Extract provided:
○ ○ ○ ○

Too much going on at #acl2022nlp for live-tweeting, but I’ll do a wee thread on 3 papers I found thought-provoking: one on robustness probing by @jmderiu et al.; one on underclaiming by @sleepinyourhat; and one on bots for psychotherapy by Das et al..
Deriu et al. stress-test automated metrics for evaluating conversational dialogue systems. They use Blenderbot to identify local maxima in trained metrics and so identify blatantly nonsensical response types that reliably lead to high scores https://aclanthology.org/2022.acl-short.85/
As they write, "there are no known remedies to this problem". My conjecture (also see Goodhart's law): any automated metric will be affected by this as long as we're training on form alone. It's a thought-provoking paper, go read it
Next! Bowman https://aclanthology.org/2022.acl-long.516 acknowledges the harms of hype but focuses on the inverse: overclaiming the scope of work on limitations (='underclaiming'). I think his argument underestimates the enormous asymmetry of these cases and therefore may overclaim the harms?

○ ○ ○ ○

Data supplied:
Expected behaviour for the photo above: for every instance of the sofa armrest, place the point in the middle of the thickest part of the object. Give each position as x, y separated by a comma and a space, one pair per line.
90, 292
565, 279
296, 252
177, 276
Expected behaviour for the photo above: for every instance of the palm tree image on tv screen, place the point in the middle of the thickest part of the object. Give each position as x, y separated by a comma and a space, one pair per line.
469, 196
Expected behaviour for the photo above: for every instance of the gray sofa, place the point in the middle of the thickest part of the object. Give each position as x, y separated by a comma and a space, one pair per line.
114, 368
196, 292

○ ○ ○ ○

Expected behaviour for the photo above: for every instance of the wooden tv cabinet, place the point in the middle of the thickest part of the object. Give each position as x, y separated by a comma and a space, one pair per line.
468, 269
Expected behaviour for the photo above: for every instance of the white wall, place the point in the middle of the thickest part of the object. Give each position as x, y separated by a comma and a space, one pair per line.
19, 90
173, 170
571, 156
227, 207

○ ○ ○ ○

Written problem 1:
Translate this sentence from the thread above about ACL 2022 papers into Spanish: "Deriu et al. stress-test automated metrics for evaluating conversational dialogue systems."
Written problem 2:
From the thread above about ACL 2022 papers, duplicate word for word the stretch starting at "Deriu et al. stress-test" and ending at "overclaim the harms?".

Task output 1:
Deriu et al. someten a pruebas de estrés las métricas automáticas para evaluar sistemas de diálogo conversacional.

Task output 2:
Deriu et al. stress-test automated metrics for evaluating conversational dialogue systems. They use Blenderbot to identify local maxima in trained metrics and so identify blatantly nonsensical response types that reliably lead to high scores https://aclanthology.org/2022.acl-short.85/
As they write, "there are no known remedies to this problem". My conjecture (also see Goodhart's law): any automated metric will be affected by this as long as we're training on form alone. It's a thought-provoking paper, go read it
Next! Bowman https://aclanthology.org/2022.acl-long.516 acknowledges the harms of hype but focuses on the inverse: overclaiming the scope of work on limitations (='underclaiming'). I think his argument underestimates the enormous asymmetry of these cases and therefore may overclaim the harms?